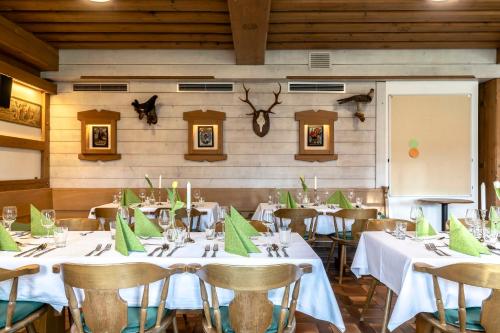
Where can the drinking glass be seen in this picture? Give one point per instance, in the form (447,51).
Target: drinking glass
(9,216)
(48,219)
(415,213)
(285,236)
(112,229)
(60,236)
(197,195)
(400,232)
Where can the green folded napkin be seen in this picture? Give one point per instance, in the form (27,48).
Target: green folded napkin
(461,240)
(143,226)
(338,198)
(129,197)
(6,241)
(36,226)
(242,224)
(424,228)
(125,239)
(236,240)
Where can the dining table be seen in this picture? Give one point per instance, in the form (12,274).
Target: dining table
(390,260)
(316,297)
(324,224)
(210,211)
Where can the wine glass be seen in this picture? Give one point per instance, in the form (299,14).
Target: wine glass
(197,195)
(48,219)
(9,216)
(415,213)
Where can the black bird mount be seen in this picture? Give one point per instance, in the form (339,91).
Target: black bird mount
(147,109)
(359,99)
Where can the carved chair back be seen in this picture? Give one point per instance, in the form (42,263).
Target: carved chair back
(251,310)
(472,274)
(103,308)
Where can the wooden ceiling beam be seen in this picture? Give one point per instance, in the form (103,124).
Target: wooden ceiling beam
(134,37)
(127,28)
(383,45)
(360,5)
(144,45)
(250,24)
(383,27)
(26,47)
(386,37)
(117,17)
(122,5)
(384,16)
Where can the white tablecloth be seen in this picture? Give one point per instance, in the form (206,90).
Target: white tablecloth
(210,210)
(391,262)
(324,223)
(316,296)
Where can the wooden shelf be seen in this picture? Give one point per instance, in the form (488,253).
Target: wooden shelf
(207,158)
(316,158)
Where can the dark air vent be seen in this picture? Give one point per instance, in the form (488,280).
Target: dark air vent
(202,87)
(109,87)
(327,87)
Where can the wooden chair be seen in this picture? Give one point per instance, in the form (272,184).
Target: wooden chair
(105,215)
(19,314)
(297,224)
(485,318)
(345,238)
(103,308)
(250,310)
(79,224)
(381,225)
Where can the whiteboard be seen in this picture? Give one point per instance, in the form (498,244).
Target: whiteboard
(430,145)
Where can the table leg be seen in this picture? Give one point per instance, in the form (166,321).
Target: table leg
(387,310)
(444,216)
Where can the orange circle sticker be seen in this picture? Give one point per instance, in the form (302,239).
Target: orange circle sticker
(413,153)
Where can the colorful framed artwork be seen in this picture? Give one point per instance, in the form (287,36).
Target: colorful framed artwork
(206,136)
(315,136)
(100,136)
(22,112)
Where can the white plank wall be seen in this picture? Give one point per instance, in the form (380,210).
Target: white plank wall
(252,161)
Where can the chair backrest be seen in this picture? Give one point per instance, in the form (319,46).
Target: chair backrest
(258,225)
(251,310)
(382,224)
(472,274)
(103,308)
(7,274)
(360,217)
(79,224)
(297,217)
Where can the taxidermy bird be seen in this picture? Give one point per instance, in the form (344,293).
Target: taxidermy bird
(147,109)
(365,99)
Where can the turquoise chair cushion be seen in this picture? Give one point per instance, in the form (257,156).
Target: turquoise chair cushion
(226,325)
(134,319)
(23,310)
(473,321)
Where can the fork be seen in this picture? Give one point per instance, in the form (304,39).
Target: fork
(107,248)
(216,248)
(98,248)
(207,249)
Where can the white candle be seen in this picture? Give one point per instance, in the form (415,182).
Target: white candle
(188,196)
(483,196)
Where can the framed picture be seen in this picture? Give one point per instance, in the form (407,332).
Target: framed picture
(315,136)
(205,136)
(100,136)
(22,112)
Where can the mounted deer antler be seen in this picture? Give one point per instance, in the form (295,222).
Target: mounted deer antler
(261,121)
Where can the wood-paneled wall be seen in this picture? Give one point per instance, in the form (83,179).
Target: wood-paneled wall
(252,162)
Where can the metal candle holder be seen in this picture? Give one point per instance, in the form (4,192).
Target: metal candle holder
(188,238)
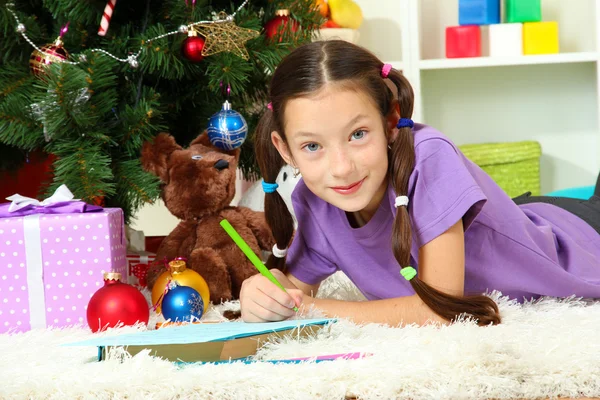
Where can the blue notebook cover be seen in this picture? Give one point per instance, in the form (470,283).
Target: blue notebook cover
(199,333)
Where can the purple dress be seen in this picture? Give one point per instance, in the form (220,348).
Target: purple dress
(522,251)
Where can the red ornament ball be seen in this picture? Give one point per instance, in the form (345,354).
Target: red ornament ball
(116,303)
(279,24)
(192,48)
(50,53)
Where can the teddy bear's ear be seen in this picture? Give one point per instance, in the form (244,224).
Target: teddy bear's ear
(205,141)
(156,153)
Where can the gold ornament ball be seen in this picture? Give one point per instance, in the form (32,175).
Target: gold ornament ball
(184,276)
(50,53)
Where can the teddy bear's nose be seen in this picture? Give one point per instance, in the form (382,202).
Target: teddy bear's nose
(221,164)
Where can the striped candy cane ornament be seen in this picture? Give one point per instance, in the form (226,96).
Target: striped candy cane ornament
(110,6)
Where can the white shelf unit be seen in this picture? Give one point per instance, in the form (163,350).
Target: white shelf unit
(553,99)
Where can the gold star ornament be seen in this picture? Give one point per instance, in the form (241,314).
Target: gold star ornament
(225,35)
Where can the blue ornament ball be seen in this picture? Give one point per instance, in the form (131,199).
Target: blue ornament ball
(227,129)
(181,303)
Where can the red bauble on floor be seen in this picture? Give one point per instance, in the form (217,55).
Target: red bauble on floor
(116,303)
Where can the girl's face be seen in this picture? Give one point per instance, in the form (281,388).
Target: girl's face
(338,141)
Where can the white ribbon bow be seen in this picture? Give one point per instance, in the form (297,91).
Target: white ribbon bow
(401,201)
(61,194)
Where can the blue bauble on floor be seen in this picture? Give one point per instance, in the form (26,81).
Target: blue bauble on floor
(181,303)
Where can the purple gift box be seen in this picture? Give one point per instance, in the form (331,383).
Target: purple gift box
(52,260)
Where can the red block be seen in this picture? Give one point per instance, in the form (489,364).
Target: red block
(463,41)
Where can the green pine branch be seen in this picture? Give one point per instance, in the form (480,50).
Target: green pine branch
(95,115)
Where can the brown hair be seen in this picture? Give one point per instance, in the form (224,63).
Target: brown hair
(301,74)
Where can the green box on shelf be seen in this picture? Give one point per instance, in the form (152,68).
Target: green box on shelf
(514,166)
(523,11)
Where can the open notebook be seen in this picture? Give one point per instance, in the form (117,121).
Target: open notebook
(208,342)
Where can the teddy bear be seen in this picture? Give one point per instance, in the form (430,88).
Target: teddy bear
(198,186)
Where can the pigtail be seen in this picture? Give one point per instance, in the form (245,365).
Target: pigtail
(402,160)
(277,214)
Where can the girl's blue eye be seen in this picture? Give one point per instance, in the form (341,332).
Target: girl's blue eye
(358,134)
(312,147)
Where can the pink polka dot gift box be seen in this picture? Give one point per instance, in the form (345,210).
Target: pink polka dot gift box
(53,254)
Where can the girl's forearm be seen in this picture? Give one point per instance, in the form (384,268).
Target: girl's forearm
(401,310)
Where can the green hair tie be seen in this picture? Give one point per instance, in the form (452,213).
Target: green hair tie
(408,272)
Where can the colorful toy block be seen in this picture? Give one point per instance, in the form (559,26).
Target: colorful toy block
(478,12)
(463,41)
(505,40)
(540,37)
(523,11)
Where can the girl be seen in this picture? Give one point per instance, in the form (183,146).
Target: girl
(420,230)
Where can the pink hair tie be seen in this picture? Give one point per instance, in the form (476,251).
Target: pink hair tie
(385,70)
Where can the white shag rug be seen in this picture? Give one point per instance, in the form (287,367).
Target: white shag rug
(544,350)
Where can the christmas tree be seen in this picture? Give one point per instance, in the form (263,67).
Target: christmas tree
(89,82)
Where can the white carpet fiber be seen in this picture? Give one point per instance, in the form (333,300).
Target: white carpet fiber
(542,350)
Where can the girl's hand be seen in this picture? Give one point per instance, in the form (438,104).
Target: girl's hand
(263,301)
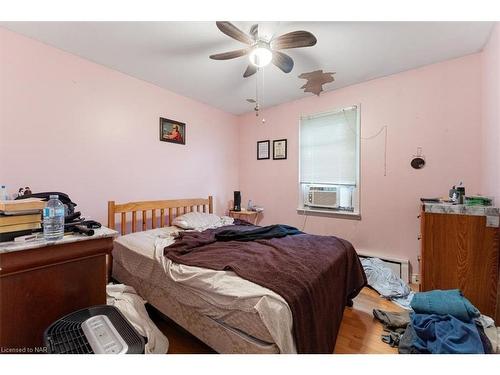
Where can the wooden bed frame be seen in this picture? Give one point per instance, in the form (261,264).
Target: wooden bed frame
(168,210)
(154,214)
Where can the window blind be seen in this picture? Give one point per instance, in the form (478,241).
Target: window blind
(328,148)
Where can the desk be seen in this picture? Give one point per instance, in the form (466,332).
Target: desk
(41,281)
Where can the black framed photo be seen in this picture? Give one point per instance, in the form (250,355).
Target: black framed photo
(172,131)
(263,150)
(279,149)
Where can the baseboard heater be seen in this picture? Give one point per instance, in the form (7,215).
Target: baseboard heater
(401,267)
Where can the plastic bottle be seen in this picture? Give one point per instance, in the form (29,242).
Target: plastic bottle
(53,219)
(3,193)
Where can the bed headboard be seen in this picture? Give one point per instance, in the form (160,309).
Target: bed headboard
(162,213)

---+---

**AIM OF THE TASK**
Here the output must be the lines above from the line with "Target: wine glass" to the line with "Where can the wooden ceiling", both included, duplicated word for word and nothing else.

**OUTPUT OF THE EXERCISE**
Target: wine glass
(197,195)
(48,219)
(9,216)
(415,213)
Where can the black bird mount be seen in this picture? Give one point per instance, in the form (339,91).
Target: black bird mount
(147,109)
(359,99)
Where can the carved chair back be seen in this picture? Give one point per instance, in the form (42,263).
Target: carved chair back
(251,310)
(472,274)
(103,308)
Where can the wooden ceiling beam be seen in this picture? Give one point per instance, in the form (103,124).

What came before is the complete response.